Can you transcribe the listing below word for word, from the line that contains "Exercise. Pick out the wooden" down through the final line of the listing?

(Object point labels)
___

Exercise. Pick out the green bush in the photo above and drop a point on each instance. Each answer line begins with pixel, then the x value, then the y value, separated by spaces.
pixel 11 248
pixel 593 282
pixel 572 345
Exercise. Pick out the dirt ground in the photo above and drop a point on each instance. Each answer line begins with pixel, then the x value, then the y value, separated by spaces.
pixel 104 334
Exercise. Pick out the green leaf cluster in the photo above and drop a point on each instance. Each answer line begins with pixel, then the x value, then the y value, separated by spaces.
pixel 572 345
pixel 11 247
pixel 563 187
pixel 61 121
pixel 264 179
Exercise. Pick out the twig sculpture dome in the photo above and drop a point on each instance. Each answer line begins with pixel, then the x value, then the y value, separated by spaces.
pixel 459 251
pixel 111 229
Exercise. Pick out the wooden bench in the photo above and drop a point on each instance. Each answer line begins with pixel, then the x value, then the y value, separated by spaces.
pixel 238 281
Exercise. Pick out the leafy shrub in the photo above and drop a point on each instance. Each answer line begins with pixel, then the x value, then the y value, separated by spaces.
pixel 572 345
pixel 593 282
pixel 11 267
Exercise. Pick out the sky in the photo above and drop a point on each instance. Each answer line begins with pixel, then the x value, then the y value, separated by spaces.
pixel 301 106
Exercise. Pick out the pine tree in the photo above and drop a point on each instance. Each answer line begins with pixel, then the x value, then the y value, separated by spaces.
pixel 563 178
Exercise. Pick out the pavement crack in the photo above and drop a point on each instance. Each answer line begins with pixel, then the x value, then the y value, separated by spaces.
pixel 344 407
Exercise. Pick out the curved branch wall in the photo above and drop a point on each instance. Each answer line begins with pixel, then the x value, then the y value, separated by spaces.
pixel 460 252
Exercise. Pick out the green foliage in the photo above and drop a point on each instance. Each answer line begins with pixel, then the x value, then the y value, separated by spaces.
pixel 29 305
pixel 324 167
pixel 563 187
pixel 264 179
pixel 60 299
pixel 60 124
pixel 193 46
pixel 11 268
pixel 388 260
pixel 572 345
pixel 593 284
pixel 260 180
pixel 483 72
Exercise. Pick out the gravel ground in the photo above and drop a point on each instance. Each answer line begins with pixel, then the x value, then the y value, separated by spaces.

___

Answer:
Exercise. Pick out the wooden bench in the photo above and drop a point on each instance. Each answer line begins with pixel, then the x value, then the y value, separated by spaces.
pixel 238 281
Exercise. Pick out the leafy shrub in the photo above and drop a point on each instance. Each answer line begins with pixel, then the x value, then the y value, separated by spaces.
pixel 572 345
pixel 593 282
pixel 11 267
Exercise. Pick out the sky in the photo above and drop a point on each instance. Each answer line begins with pixel, then the x value, then the y value, separated by spaces.
pixel 301 106
Exercise. Pick out the pine tree in the photo above and drop a point on each instance. Each answer line begins with pixel, then the x value, then the y value, separated by spaces.
pixel 563 178
Exercise. Pick out the pavement crack in the photo above and drop a point on each instance. Each answer line begins with pixel, then the x value, then the y value, separated by spaces.
pixel 344 407
Exercise. Pick out the curved branch wall in the photo above and drop a point on each instance. Each answer line begins with pixel, then the x value, then the y value, separated by spaces.
pixel 460 252
Exercise. Pick out the green foliage in the photo above and drop a point on each instance. Each answer line begins with pixel, then the x value, then the y value, separated by spaces.
pixel 29 305
pixel 324 167
pixel 563 187
pixel 264 179
pixel 60 299
pixel 60 124
pixel 193 46
pixel 11 268
pixel 388 260
pixel 572 345
pixel 593 284
pixel 260 180
pixel 483 72
Exercise. Pick out the gravel ground in the photo above and drop a point on each instance. Each answer line begins with pixel, then the x value, then the y value, separated by spaces.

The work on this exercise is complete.